▸ **Extract to read**:
Comedian John Oliver delivered an epic rant against standardized testing on his HBO’s Last Week Tonight Sunday.
During the segment, Oliver shows the great lengths that school administrations across the country have gone to promote the new Common Core testing. Some schools are producing videos of students singing pro-testing song parodies of pop songs such as Lady Gaga’s “Poker Face”, Ylvis’ “What Does the Fox Say?” and Carly Rae Jepsen’s “Call Me Maybe”. One school in Texas even had a pro-testing pep rally with a pro-testing funky monkey mascot.
But despite the heavy levels of promotion that could only be rivaled by Obamacare, students are boycotting the tests in droves. Just last month in Long Island, New York a record number 82,000 students boycotted the test. In one district, 82-percent refused to take the test and the President of that local Teachers Association refused to administer it.
Oliver reveals how the explosive increase in the number of standardized tests was born out of the Bush administration’s attempt to increase America’s standing across the international science and math scores. On his third day in office, President Bush created No Child Left Behind after it received bipartisan support. No Child Left Behind nearly tripled the number of standardized tests from six to seventeen.

▸ **Exercises**:
A. Update the article on John Oliver's standardized testing segment. Give it again from the words "But despite the" through "to administer it.", putting "in large numbers" in place of "in droves".
B. Answer these questions from the article on John Oliver's standardized testing segment:
(i) In which state did a school hold a pro-testing pep rally with a funky monkey mascot?
(ii) How many students boycotted the test on Long Island, New York last month?
(iii) No Child Left Behind raised the number of standardized tests from how many to how many?
C. Continue the article on John Oliver's rant against standardized testing after its last sentence.

▸ **Data extracts**:
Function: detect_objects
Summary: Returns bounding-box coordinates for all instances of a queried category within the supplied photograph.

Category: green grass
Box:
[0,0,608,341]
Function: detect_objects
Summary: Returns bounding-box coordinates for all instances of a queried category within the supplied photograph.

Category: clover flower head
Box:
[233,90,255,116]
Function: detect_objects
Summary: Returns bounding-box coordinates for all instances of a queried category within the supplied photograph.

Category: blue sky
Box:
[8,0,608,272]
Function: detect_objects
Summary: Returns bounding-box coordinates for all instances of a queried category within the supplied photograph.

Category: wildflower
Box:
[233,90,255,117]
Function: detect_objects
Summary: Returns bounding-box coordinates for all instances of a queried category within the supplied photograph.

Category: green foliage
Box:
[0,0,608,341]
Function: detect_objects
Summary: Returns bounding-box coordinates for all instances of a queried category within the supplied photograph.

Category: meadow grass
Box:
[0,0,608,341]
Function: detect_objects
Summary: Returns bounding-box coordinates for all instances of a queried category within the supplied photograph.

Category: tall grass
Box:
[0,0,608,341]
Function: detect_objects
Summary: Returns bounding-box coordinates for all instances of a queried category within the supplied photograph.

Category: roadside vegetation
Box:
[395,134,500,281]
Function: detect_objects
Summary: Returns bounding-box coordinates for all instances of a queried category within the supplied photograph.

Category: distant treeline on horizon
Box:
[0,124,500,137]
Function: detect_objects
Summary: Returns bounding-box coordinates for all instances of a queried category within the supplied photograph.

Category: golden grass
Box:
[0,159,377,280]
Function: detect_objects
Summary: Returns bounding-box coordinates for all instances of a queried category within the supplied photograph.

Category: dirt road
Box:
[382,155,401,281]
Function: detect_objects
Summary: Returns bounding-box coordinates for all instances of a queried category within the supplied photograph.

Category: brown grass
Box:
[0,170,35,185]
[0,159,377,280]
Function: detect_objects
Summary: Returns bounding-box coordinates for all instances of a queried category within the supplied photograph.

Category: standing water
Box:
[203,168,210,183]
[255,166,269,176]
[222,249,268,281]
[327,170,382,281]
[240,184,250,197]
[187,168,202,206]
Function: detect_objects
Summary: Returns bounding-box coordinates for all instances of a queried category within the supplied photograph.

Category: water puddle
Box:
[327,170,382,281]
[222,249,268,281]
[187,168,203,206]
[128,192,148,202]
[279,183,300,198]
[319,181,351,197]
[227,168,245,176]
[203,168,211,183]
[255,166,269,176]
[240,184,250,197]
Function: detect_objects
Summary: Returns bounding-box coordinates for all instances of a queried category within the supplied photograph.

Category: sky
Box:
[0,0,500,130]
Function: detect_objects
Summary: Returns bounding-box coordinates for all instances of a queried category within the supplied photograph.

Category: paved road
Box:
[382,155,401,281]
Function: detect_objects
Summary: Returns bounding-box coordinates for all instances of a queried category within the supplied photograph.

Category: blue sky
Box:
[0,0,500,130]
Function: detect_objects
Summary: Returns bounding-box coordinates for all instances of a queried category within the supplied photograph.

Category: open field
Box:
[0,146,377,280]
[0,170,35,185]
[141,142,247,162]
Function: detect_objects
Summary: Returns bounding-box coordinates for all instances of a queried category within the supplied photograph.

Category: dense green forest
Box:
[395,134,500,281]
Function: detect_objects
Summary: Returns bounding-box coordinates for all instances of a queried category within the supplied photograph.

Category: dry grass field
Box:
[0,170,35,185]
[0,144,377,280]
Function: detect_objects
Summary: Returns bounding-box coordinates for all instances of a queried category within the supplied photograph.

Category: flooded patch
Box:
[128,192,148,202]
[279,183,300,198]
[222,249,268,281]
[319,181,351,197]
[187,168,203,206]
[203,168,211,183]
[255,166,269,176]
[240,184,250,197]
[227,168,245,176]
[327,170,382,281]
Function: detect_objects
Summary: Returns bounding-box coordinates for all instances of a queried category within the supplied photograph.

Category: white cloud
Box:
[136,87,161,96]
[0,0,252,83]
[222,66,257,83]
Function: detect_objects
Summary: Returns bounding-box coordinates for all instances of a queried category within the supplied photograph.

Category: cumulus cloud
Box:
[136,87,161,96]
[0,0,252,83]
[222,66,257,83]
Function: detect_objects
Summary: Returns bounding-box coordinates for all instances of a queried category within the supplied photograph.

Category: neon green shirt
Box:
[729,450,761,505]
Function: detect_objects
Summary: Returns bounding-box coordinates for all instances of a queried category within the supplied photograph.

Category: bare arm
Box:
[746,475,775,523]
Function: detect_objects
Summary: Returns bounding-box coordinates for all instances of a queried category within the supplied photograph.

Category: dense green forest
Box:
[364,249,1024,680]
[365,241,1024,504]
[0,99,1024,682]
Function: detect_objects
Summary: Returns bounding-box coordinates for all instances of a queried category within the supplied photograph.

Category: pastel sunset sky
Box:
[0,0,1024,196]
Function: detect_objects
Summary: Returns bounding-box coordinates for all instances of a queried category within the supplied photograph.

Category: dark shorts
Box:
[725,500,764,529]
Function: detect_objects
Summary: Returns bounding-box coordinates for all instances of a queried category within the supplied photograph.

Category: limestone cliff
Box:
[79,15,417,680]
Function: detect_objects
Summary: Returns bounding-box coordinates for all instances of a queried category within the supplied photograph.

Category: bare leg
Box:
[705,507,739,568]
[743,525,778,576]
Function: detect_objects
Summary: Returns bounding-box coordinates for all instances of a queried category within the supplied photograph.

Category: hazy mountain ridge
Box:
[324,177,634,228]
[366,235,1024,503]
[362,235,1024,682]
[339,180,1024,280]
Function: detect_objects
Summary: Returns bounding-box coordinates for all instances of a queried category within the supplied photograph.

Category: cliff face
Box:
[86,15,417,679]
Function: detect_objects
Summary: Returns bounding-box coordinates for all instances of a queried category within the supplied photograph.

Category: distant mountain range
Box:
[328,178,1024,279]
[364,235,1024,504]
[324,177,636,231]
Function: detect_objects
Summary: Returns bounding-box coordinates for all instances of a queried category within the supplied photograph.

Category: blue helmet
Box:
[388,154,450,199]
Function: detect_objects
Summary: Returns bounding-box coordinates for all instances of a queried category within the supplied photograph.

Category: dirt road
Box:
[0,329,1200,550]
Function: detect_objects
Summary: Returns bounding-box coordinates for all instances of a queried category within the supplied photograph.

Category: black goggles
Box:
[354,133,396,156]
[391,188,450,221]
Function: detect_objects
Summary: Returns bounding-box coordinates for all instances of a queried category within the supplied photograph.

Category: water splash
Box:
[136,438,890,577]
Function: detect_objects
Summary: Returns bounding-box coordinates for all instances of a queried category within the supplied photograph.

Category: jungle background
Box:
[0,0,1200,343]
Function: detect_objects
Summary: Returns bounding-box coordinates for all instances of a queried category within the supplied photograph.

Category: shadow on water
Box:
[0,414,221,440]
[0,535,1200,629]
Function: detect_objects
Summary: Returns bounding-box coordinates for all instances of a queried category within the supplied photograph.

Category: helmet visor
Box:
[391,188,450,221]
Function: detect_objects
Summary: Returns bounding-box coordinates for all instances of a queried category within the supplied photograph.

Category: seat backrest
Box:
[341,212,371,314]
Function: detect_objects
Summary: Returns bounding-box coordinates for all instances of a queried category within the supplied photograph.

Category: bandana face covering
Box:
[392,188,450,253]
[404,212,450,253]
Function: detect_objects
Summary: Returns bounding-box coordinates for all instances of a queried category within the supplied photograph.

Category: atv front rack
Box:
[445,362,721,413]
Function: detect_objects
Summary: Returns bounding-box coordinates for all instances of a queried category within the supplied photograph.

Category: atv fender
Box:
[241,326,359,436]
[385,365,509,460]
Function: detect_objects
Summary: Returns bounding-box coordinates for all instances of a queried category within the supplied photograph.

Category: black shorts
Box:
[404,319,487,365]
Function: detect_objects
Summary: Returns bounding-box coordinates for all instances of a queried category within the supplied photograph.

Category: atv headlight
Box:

▸ **Written responses**:
A.
But despite the heavy levels of promotion that could only be rivaled by Obamacare, students are boycotting the tests in large numbers. Just last month in Long Island, New York a record number 82,000 students boycotted the test. In one district, 82-percent refused to take the test and the President of that local Teachers Association refused to administer it.

B.
(i) Texas
(ii) 82,000
(iii) From six to seventeen

C.
“Voting against No Child Left Behind is like voting against No Puppy Left Unsnuggled,” Oliver joked.
Prior to his election, President Obama pandered to teachers, saying, “Don’t tell me the only way to teach a child is to spend too much time of a year preparing him to fill out a few bubbles in a standardized test. We know that’s not true!”
But once in office, Obama increased standardized testing with his educational programs like Race to the Top, which encouraged states to adopt Common Core.
Oliver does praise the intentions of standardized tests to decrease educational disparities among racial and socio-economic groups. He, however, slams the process in which they were implemented including tying teacher’s pay to classroom performances.
While Oliver is critical of the tests, he does not go so far as praising the eight states that have repealed, withdrawn, or never adopted Common Core testing. Those states all had Republican governors and state legislatures at the time of their rejection of the program. They include Alaska, Indiana, Nebraska, Oklahoma, South Carolina, Tennessee, Texas, and Virginia.